= Фрагмент текста =
•••
«Обновленцам», в отличие от представителей Патриаршей Церкви, предоставляется возможность публично высказывать свои взгляды. При этом партийные вожди руководствуются предложением Л. Д. Троцкого в его записке для Политбюро (март 1922 года): «Нет более бешеного ругателя, как оппозиционный поп. Уже сейчас некоторые из них в наших газетах обличают епископов<…>Попутно расправимся вечекистскими способами с контрреволюционными попами»[125]. Интересно, что Троцкий в той же записке не скрывал последующих планов уничтожения временных союзников из числа «живоцерковного» духовенства, — но лишь после того, как их руками и при помощи их осведомительской деятельности будет уничтожена «тихоновская» церковная организация. В апреле шифротелеграммой за подписью Сталина на места отправляется специальная директива Центрального комитета партии партийному и советскому руководству: «Надо всемерно подталкивать лояльных попов на лозунг нового поместного собора для смещения контрреволюционного патриарха и его клики»; однако необходимо, чтобы внешне инициатива исходила «от демократических попов и верующих мирян»[126]. Вскоре группа вошедших в тайное соглашение с ВЧК священников обманным путем захватила канцелярию находившегося под домашним арестом Патриарха Тихона. В мае 1922 года было образовано всецело подконтрольное властям «обновленческое» «высшее церковное управление». Раскол в Церкви стал свершившимся фактом.
•••
= Исходные данные =

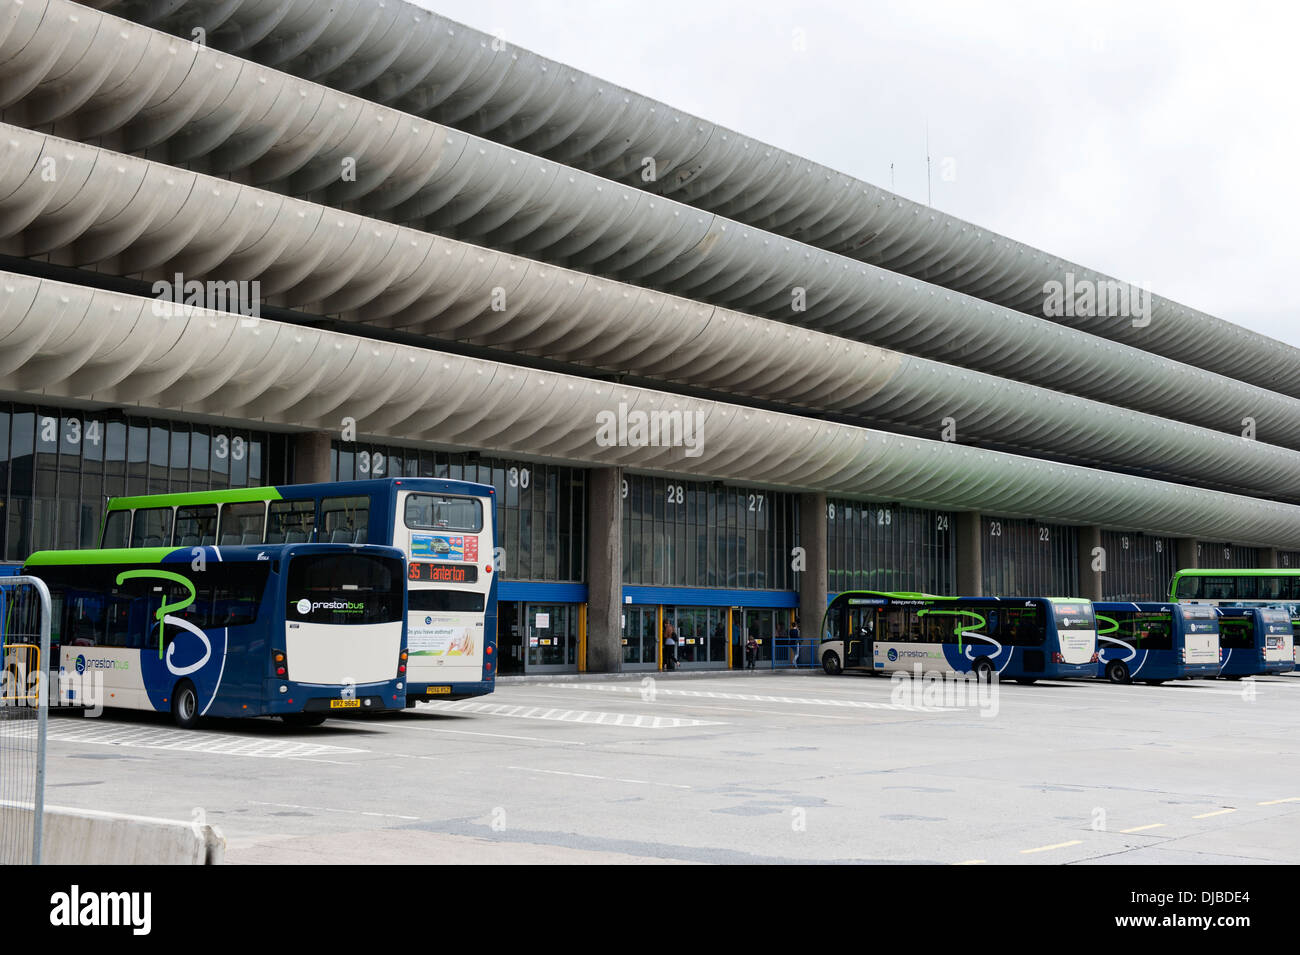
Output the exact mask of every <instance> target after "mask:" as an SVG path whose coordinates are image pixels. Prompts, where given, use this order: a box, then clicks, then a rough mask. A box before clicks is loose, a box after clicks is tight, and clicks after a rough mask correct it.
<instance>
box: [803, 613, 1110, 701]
•••
= Поставленная задача 1 =
Определите, соответствуют ли утверждения (а), (б) и (в) приведённому выше фрагменту об обновленческом расколе: (а) записка Троцкого для Политбюро датирована мартом 1922 года; (б) директива ЦК была отправлена на места шифротелеграммой за подписью Троцкого; (в) «высшее церковное управление» было образовано в апреле 1922 года. Для каждого дайте ответ «да» или «нет» и приведите решающие слова фрагмента дословно.
= Поставленная задача 2 =
Ответьте по приведённому выше фрагменту об обновленческом расколе:
(а) В каком положении находился Патриарх Тихон, когда была захвачена его канцелярия?
(б) От кого, согласно директиве ЦК, внешне должна была исходить инициатива?
(в) Чем, по словам фрагмента, стал раскол в Церкви?

= Итоговый ответ 1 =
(а) Да: «в его записке для Политбюро (март 1922 года)».
(б) Нет: «шифротелеграммой за подписью Сталина».
(в) Нет: «В мае 1922 года было образовано всецело подконтрольное властям «обновленческое» «высшее церковное управление»».

= Итоговый ответ 2 =
(а) Он находился под домашним арестом.
(б) Инициатива должна была исходить «от демократических попов и верующих мирян».
(в) Раскол стал свершившимся фактом.